Provided passage »
Jul 1, 2012

Challenges of Big Data


Volume:
According to a study we produce around 2.5 quintillion bytes of data each day. We can no longer use the existing database management tools on such rapidly growing data. We will experience difficulties to capture, store, search, share, analyze and visualize data. Managing large volume and rapidly increasing database is a challenging issue and cannot be anymore mitigated with faster processors. The volume of data is exceeding the processing capacity. Moreover, the algorithms necessary to process the data are much more complex than usual ones making analysis on big data very complicated.
Velocity:
Some scenarios require analysis of data to be presented immediately. For example: fraudulent credit card transaction should be flagged before a transaction even occurs. The larger the data set to be processed the longer it will take to analyze. How we can capture the most important data as it happens? How quickly does the data move across the enterprise when you need to make a decision and deliver that to the right people in real-time?
Variety:
Big data when it comes in an unstructured format, such as text or video. Machines or algorithms expect homogenous data and so require data to be prepared before analysis. To apply appropriate filters that can reduce the size of raw data and at the same time ensures the availability of necessary data. Even after initial data cleaning some errors and incompleteness may exist in the data which must be handled during data analysis.

What is Big Data?


Big data is defined by its 3 characteristics which is also called 3 V’s:
1.        Volume: The increase in data volumes within enterprise systems is caused by transaction volumes and other traditional data types, as well as by new types of data.
2.       Velocity: This involves streams of data, structured record creation, and availability for access and delivery. Velocity means both how fast data is being produced and how fast the data must be processed to meet demand.
3.       Variety: It includes tabular data (databases), hierarchical data, documents, e-mail, metering data, video, still images, audio, stock ticker data, financial transactions and more.

Task details » Extend the big data text, picking up after its last sentence. The listing has nothing to do with the big data text.

Rows »

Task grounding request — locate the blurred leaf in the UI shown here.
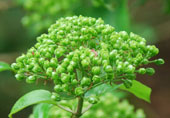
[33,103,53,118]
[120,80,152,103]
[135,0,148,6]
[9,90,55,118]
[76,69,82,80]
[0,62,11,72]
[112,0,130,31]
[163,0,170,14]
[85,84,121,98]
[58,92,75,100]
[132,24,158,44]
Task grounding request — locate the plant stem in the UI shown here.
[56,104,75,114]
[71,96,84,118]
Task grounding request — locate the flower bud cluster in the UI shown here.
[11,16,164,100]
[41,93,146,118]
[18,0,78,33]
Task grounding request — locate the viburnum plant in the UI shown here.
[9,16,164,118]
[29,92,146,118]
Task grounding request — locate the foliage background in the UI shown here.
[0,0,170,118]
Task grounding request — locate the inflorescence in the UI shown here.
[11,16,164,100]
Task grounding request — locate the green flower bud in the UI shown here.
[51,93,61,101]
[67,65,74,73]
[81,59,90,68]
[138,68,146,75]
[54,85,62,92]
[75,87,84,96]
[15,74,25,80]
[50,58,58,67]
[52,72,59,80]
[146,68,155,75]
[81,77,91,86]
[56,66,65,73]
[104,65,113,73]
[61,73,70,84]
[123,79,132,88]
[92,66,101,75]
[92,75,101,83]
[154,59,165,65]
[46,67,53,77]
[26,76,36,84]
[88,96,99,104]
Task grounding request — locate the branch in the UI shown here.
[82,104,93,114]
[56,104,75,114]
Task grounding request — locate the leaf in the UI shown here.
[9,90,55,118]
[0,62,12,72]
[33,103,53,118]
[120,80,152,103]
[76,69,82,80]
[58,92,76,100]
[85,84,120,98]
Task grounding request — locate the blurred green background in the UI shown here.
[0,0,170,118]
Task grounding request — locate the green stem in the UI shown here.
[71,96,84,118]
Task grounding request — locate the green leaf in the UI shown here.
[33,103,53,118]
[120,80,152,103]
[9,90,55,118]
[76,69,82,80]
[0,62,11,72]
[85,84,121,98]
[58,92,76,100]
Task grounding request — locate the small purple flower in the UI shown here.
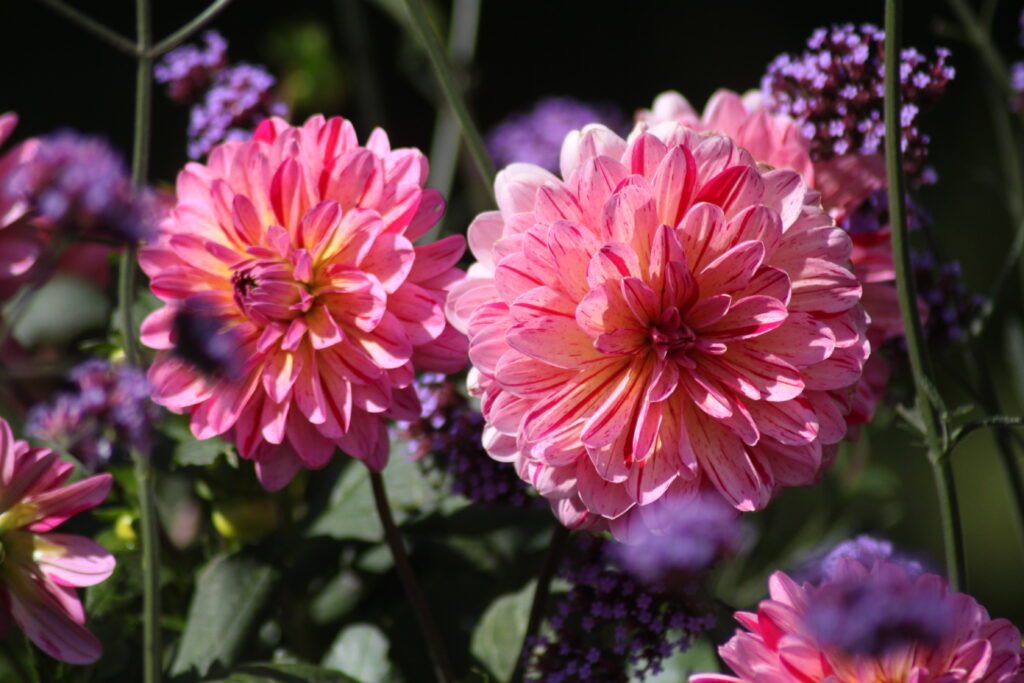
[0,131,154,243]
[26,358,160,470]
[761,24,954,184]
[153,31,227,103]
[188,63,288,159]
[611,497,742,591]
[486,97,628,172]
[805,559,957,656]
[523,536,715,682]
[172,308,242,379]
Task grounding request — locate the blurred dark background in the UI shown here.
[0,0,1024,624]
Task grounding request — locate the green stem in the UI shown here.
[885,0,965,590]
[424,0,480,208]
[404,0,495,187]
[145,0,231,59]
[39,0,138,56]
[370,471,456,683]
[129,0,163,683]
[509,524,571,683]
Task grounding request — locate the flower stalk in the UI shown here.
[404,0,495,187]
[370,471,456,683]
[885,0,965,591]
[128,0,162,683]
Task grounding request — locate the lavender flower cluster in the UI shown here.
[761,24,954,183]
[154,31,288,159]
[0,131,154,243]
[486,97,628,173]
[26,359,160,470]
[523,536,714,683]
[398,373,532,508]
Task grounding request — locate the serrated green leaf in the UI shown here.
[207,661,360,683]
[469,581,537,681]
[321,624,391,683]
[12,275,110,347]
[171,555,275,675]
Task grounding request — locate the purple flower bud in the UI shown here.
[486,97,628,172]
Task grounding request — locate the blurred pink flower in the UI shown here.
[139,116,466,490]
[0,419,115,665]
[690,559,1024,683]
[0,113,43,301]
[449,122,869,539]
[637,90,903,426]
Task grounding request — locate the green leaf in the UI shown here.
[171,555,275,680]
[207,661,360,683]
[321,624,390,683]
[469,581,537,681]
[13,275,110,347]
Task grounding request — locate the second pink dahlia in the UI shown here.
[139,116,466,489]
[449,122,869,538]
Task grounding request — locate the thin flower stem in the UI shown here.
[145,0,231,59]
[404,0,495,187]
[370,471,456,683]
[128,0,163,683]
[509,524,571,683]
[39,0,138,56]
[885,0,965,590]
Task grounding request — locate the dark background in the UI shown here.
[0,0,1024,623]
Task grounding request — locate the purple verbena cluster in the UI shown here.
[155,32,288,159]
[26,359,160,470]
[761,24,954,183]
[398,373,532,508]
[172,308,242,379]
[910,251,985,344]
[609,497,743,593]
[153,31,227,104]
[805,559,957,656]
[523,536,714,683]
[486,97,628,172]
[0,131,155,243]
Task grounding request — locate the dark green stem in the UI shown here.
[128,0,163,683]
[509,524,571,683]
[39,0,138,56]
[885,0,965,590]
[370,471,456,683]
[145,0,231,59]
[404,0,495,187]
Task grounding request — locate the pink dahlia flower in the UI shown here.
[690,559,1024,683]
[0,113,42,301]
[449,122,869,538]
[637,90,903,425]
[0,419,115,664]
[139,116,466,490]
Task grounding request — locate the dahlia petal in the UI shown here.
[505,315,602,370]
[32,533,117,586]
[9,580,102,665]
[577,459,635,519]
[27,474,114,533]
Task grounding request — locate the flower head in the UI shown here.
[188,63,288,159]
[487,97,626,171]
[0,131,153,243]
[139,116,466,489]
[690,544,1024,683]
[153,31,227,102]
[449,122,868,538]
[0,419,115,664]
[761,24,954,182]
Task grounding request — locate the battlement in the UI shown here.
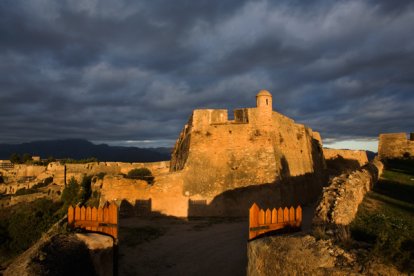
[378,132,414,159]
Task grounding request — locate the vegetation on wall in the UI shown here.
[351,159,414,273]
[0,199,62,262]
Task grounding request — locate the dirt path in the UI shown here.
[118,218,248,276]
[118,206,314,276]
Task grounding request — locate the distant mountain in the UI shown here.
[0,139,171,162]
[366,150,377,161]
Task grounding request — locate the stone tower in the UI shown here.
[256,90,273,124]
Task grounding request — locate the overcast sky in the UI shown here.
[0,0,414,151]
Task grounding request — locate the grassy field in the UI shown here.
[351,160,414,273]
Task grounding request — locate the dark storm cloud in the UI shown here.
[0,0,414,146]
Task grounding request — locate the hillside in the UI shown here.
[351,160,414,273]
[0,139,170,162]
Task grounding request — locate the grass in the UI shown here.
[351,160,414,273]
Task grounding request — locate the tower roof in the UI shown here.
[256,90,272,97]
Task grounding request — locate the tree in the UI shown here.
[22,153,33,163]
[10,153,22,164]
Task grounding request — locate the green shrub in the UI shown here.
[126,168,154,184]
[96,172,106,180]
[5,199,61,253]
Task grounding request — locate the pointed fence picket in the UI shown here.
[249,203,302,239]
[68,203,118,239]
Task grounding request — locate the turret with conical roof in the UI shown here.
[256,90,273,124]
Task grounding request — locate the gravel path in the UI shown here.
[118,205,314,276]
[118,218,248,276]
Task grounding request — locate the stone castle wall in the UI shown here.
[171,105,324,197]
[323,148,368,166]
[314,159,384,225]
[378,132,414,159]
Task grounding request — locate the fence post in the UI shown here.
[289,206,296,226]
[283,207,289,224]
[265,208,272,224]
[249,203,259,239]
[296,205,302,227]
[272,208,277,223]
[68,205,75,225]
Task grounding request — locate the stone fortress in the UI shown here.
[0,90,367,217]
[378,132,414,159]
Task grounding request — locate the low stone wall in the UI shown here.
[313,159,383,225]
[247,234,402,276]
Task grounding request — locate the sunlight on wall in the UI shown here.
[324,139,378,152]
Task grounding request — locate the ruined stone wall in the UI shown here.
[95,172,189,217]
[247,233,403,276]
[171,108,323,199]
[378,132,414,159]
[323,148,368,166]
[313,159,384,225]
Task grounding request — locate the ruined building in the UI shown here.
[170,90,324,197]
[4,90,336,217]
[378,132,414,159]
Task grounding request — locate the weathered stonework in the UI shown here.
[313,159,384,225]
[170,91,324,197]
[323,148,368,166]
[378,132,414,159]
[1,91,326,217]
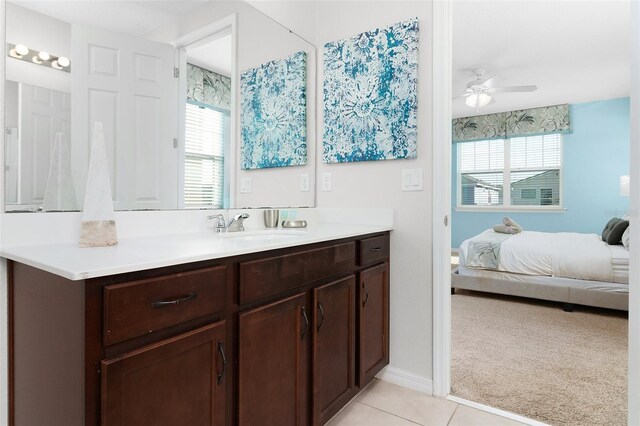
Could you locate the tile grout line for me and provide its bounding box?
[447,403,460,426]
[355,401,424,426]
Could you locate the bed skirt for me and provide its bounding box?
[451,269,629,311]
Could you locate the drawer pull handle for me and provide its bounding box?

Answer »
May 3, 2010

ROLAP, MOLAP and HOLAP


There are three different types of OLAP technology:

ROLAP stands for Relational-OLAP as it stores all the data in relational database. When we run the MDX queries it retrieves the data from the relational database using a corresponding SQL query. This makes the query processing to be slow but it does provide faster processing time.

MOLAP stands for Multidimensional-OLAP as it stores all the data in the multidimensional data structure of the Analysis Services. It has slow processing time but provides better query performance than ROLAP. MOLAP storage mode is most widely used as OLAP is meant to provide the faster query performance.

HOLAP stands for Hybrid-OLAP as it uses a combination of both the ROLAP and MOLAP. It stores only the indexes and aggregations in the multidimensional form while the rest of the data is stored in the relational database.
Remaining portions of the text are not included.